Restate the listing below word for word.

Provided information:
▼▼▼

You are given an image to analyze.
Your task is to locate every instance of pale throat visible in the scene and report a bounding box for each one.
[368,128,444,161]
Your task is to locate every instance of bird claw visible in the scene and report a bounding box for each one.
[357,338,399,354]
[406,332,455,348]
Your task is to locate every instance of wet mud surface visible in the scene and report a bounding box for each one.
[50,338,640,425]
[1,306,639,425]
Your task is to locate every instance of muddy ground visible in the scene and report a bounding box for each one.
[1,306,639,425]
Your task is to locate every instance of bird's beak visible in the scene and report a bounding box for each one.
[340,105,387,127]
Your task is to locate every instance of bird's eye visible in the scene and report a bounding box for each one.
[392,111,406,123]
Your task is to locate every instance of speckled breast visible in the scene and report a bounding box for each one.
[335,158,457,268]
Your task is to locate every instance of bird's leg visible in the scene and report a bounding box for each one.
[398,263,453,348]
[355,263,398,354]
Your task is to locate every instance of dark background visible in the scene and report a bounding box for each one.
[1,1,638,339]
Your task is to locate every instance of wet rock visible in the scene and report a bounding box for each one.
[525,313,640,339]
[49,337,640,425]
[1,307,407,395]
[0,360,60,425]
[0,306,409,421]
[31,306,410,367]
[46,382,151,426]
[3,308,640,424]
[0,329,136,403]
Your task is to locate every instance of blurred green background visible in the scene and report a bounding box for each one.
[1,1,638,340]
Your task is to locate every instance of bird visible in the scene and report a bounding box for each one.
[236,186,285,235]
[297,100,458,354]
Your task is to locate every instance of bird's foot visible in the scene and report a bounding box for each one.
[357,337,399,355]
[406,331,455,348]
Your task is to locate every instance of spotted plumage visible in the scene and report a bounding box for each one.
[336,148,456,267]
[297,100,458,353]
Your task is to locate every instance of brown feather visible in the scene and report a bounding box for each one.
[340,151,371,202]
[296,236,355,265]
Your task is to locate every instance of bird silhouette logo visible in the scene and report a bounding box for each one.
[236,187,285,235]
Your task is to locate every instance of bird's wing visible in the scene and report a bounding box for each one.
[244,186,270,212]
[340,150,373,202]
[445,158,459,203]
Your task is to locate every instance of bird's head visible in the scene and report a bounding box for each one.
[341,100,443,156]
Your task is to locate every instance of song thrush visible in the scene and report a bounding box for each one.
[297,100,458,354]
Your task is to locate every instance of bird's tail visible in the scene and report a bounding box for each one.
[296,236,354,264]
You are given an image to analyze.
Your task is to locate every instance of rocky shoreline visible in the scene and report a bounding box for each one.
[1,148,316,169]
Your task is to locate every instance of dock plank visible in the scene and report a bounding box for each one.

▲▲▲

Task result:
You are given an image to analyze.
Your task is to locate every instance of pale throat visible in the scene and report a bounding box for each one.
[368,128,444,161]
Your task is to locate every instance of bird claw visible in the scene and report a bounding box for each one.
[357,338,399,354]
[406,332,455,348]
Your task is to locate every instance of wet mud surface visible in the scene and report a bounding box for each one.
[50,338,640,425]
[1,306,639,425]
Your task is to locate every instance of muddy ground visible in the scene and report a bounding box for each one.
[1,306,639,425]
Your task is to locate every instance of bird's beak visible in the scene and report a bounding box for each one.
[340,105,387,127]
Your task is to locate every instance of bird's eye visible in the scene and report a bounding box for each one.
[392,111,406,123]
Your task is to locate every instance of speckled breast visible in the scene and report a bounding box for each one.
[335,158,457,268]
Your task is to locate every instance of bird's leg visible in the scene and report a bounding box for each one.
[398,263,453,348]
[355,263,398,354]
Your task is to locate every instance of dark background visible in the scene and report a bounding box for each one.
[1,1,638,339]
Your task is to locate every instance of wet rock visible in the scene and report a bounding box for each one.
[525,313,640,339]
[49,337,640,425]
[1,307,407,395]
[0,360,60,425]
[0,306,409,421]
[31,306,410,367]
[46,382,151,426]
[3,308,640,424]
[0,329,136,403]
Your task is to locate every instance of blurred green background visible in the scene and report a bounding box for each one.
[1,1,638,340]
Your task is to locate every instance of bird visible in the scene and report a bounding box for each one.
[236,186,285,235]
[297,100,458,354]
Your task is to locate every instance of bird's foot visible in the scene and report a bounding box for each one.
[357,337,399,355]
[406,331,455,348]
Your task is to locate every instance of spotted plumage visible in the scene and report a bounding box for each one.
[336,148,456,267]
[297,100,458,353]
Your task is to locate every instance of brown feather visible in the scene and report a bounding box for each one.
[340,151,371,202]
[296,236,355,265]
Your task is to locate every instance of bird silhouette logo visible in the scene and report a bounding box for each one.
[236,187,285,235]
Your task is to locate every instance of bird's wing visible in the scene and report a bounding box for each one.
[244,186,270,212]
[340,150,373,202]
[445,158,459,203]
Your task is to locate every instance of bird's head visible in the scene and report a bounding box for each one.
[341,100,443,156]
Your task is to locate every instance of song thrush visible in the scene and report a bounding box for each one.
[297,100,458,354]
Your task is to locate every instance of bird's tail visible in the scene and report a bounding box for each one.
[296,236,354,264]
You are given an image to analyze.
Your task is to locate every instance of rocky shoreline visible in the scene and report a bounding box for each one.
[1,148,316,169]
Your task is to locate every instance of dock plank visible in the scene and report a bounding box for each one.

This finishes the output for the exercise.